### EXERCISE REQUIREMENTS:
- a) List every word of more than one letter that appears entirely in capital letters in the passage on experience and meaning below.
- b) From the passage on experience and meaning below, extract the stretch from "Right--though here you're" through "separate ontological status.".

### SUPPLIED PASSAGE:

<<<<

Essentially, yes.  But since an experience for which meaning is only
potential doesn't yet have a meaning, I don't see why we can't call it
"meaningless."  To me that doesn't mean the experience can't *become*
meaningful, only that it hasn't any meaning *yet* (or in some situations,
that it has or has been given no meaning for the questions at hand).  As
far as I know, *all* experiences can *become* meaningful, but it's
contingent whether they actually do.  Once more, this contingency shows the
ontological distinction between experiences and meanings.  But I'm quite
willing to hear counterarguments on any of this.  (Again, one of the
difficulties is how one defines "experience."  In this passage, we are both
using "experience" to mean a present bodily perception, and not to mean the
fuller interpreted sense such as the Ptolmeic vs modern "experience" of the
sunrise.)

> Anyway I have to rethink what I wrote in a draft I have prepared
> about using the straw example to explain the three domains.  It is
> not that light is differentially refracted to create an appearance
> different from how the straw is that distinguishes domains.  The
> differential refraction after all is an actual event.  What
> distinguishes the actual from experience is that I apprehend the
> straw as BENT.  That is "bent" as distinct from "straight."  These
> are meanings.  In that sense my experience of the pen on the table
> as STRAIGHT or SOLID is as distinct an ontological domain from the
> actuality of the pen lying there.  Maybe I could come to apprehend
> it sensorily as I am taught it really is,  filled mainly with empty
> space.

Right--though here you're using "experience" to mean or include
interpretations again.

> Anyway once more, if I have understood you correctly, I am
> sympathetic to the fact that from the perspective of yet another
> alien being, there wouldn't seem to be much difference
> ontologically between my experience and the first alien's
> apprehension of the world through ecneirepxe.  But I am not another
> alien being, but human, and while I may not anthropomorphize the
> trees or the clouds, perhaps I may legitimately give special status
> to my own experience.  It seems I need to.  It seems the whole
> enterprise of science turns on finding precisely meaning in the
> world.  Experience mediates between the intransitive and the
> transitive and for that reason has a separate ontological status.

>>>>

### MATERIAL:

<<<<

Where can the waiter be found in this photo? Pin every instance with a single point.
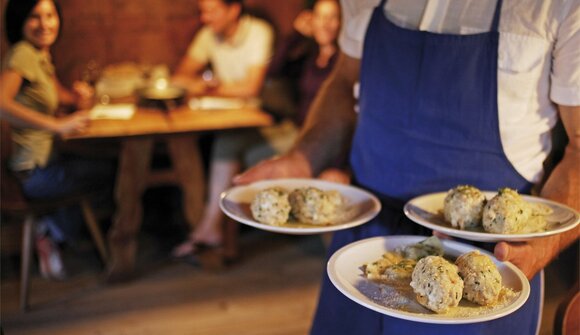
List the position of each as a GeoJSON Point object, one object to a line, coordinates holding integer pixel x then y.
{"type": "Point", "coordinates": [451, 92]}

>>>>

### EXPECTED OUTPUTS:
- a) BENT, STRAIGHT, SOLID

- b)
Right--though here you're using "experience" to mean or include
interpretations again.

> Anyway once more, if I have understood you correctly, I am
> sympathetic to the fact that from the perspective of yet another
> alien being, there wouldn't seem to be much difference
> ontologically between my experience and the first alien's
> apprehension of the world through ecneirepxe.  But I am not another
> alien being, but human, and while I may not anthropomorphize the
> trees or the clouds, perhaps I may legitimately give special status
> to my own experience.  It seems I need to.  It seems the whole
> enterprise of science turns on finding precisely meaning in the
> world.  Experience mediates between the intransitive and the
> transitive and for that reason has a separate ontological status.